** start Input rows **

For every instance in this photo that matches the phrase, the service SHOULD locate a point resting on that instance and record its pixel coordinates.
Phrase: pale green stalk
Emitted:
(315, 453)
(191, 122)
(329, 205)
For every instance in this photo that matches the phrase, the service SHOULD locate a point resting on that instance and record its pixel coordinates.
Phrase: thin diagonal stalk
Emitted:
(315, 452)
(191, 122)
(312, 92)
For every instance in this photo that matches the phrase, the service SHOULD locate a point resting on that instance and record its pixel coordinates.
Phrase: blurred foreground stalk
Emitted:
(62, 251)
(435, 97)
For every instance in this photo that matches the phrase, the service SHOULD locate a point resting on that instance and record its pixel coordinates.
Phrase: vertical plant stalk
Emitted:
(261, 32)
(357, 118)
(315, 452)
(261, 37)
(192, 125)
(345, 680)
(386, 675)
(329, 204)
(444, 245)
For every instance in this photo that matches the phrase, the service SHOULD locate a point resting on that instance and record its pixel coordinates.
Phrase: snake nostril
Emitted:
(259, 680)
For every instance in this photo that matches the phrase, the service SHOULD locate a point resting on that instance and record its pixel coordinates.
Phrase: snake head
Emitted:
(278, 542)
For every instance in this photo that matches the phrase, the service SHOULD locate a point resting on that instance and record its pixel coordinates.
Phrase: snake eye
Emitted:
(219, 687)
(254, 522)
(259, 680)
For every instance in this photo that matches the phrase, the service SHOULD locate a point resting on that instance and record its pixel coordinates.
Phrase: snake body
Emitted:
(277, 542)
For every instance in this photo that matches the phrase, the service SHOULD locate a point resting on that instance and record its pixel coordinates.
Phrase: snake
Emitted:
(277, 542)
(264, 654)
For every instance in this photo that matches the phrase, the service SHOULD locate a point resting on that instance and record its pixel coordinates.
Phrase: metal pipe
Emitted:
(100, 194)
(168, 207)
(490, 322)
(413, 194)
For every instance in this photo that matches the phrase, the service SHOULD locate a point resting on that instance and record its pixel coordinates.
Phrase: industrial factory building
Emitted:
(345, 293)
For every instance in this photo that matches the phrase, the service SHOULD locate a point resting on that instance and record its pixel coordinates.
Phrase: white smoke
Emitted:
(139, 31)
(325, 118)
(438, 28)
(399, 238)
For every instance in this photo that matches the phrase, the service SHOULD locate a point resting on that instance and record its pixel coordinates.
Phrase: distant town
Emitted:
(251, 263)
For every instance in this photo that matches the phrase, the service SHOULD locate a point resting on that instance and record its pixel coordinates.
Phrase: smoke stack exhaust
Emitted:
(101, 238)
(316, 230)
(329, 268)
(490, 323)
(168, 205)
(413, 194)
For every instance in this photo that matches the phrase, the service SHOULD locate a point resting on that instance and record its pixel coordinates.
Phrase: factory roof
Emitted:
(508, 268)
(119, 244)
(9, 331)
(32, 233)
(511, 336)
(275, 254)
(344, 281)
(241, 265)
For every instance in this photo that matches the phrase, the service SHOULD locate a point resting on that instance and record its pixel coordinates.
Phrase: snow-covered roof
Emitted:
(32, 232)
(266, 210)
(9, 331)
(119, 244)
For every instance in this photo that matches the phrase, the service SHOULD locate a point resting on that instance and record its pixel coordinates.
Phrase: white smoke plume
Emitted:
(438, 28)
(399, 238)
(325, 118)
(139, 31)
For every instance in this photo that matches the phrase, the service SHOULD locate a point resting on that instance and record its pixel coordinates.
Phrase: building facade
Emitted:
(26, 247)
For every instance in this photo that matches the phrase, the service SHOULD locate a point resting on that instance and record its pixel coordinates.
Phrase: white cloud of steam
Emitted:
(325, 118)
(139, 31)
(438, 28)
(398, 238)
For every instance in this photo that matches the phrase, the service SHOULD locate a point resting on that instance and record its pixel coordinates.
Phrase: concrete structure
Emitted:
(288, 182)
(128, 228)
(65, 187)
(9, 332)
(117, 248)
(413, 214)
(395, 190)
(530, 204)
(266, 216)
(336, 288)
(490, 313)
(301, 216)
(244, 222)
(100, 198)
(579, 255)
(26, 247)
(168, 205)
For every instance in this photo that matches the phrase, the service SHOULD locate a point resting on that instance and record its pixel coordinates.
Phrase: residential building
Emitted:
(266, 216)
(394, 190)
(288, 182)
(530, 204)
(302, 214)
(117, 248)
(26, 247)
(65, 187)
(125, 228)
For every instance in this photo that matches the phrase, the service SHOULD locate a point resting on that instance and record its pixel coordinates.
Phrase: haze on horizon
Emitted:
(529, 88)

** end Input rows **

__Requirement__: Locate every line in the listing above that contains the word "building", and copy each of those lines in full.

__Exercise response__:
Phrase: industrial factory building
Phrase: building facade
Phrase: residential building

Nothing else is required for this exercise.